╭──

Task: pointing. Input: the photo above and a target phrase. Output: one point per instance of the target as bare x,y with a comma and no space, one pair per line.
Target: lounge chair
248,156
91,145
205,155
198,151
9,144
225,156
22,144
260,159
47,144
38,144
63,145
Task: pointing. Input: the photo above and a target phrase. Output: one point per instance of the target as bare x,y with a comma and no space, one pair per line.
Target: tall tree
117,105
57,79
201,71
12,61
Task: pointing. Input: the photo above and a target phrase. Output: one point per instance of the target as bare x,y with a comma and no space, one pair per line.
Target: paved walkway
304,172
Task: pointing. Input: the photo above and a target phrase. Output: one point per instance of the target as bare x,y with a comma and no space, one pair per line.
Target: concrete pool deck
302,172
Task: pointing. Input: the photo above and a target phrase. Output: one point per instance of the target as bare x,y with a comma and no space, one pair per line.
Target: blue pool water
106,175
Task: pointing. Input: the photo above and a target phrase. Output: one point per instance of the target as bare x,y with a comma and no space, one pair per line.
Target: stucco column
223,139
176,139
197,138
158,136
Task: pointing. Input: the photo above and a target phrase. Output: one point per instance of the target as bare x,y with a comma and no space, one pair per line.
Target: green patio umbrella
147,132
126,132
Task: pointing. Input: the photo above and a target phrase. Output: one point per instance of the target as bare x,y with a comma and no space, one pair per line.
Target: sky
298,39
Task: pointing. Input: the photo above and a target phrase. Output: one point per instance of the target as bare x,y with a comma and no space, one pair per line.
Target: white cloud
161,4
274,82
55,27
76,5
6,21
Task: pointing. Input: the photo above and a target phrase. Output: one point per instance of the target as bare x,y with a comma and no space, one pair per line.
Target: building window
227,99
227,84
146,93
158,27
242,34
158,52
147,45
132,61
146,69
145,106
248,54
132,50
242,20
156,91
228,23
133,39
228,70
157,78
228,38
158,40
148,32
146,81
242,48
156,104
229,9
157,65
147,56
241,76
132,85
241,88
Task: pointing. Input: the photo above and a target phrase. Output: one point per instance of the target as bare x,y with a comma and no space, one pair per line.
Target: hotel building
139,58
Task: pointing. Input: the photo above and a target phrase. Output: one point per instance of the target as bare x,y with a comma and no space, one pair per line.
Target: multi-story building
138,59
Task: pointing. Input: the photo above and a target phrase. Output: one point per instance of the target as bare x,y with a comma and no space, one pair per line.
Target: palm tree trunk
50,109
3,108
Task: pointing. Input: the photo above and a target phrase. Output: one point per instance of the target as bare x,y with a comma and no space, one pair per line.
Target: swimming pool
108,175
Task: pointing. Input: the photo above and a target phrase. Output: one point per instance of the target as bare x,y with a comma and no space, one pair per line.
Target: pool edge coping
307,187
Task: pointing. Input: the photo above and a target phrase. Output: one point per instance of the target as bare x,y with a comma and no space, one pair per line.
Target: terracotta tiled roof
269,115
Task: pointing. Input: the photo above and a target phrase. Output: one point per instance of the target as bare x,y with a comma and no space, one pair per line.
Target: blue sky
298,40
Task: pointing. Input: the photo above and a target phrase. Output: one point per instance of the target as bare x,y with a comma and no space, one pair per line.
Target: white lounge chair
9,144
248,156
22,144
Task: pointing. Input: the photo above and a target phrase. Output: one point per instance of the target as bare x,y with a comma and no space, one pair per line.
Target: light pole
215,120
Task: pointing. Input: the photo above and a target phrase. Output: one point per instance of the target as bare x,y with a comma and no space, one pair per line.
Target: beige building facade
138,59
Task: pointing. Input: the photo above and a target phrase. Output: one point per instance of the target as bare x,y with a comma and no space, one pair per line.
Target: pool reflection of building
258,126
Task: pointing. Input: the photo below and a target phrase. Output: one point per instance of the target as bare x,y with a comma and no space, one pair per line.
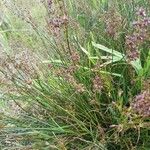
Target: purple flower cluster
139,36
56,23
97,83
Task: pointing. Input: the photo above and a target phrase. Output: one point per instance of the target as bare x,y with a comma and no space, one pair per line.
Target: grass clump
79,77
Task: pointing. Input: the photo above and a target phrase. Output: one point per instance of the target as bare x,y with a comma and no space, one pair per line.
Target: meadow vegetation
75,75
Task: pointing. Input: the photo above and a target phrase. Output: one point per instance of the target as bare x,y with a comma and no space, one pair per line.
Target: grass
77,73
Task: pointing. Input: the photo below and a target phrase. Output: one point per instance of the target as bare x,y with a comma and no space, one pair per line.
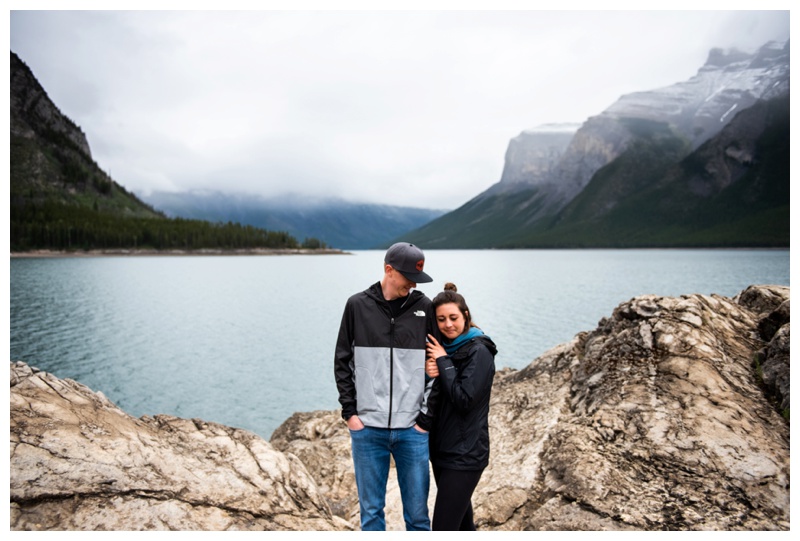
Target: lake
248,340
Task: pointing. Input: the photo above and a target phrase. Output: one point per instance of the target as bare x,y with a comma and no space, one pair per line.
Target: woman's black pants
453,508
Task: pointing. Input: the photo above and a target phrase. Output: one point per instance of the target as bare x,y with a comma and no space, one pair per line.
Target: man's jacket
380,360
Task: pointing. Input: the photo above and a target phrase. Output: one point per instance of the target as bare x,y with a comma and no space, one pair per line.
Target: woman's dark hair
450,294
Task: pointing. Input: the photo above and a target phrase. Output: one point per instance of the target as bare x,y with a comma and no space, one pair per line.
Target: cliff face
630,149
32,111
667,416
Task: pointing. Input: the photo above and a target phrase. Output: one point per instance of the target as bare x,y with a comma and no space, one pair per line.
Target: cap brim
417,277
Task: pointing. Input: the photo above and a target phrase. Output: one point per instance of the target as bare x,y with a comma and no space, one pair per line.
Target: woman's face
450,320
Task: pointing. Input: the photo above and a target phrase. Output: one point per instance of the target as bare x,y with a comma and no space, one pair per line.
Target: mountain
703,162
342,224
61,199
50,155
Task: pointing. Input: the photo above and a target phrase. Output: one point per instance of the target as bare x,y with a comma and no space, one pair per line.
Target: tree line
58,226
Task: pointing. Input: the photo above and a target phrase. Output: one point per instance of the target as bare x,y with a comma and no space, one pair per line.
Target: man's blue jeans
372,448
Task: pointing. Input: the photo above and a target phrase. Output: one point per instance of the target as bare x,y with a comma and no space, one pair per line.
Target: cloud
398,107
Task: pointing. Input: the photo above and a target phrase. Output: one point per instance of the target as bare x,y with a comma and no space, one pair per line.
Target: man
380,372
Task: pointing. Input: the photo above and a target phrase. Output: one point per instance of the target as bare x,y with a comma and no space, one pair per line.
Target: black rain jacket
459,438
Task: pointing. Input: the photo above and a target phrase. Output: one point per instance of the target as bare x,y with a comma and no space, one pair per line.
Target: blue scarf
461,339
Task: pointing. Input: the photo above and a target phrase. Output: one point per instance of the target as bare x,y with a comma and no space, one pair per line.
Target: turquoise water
248,340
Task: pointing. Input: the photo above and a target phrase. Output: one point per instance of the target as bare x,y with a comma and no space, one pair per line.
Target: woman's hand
435,350
431,368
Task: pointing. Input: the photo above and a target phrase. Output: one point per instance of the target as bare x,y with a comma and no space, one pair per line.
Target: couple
414,379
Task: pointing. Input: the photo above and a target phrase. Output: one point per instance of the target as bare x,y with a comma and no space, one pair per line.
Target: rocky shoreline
673,414
200,252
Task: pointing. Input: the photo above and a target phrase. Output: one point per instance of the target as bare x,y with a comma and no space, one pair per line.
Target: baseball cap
408,260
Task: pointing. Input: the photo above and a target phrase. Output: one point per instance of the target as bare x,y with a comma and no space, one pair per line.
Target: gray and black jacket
380,360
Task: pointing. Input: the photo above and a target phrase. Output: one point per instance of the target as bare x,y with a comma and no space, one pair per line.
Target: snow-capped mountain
556,186
729,82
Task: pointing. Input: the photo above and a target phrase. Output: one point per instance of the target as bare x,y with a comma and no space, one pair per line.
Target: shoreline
202,252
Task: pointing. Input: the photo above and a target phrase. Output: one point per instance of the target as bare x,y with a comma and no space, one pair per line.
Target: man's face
397,284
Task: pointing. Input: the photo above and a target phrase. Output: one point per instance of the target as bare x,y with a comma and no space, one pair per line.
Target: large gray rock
80,463
662,418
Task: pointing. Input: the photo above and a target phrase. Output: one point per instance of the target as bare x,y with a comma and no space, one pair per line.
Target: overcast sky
412,108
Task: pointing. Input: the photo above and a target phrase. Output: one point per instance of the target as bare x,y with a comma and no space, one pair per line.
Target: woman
459,438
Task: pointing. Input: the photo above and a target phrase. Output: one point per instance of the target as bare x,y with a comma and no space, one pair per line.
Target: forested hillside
61,199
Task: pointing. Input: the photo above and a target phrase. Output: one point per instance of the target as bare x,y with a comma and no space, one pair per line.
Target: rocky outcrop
80,463
671,415
656,420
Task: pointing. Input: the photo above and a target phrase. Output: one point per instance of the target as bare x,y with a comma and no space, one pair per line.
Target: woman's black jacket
459,438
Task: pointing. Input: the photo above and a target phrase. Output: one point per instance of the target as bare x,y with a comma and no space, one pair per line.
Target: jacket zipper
391,368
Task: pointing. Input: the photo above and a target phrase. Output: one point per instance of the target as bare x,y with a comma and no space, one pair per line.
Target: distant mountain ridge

╰──

Pick out every line in the listing that contains the word "black" and copy each one in full. Matching is case-sensitive.

Target: woman's black pants
Target: black rain jacket
Target: gray and black jacket
Target: woman's black jacket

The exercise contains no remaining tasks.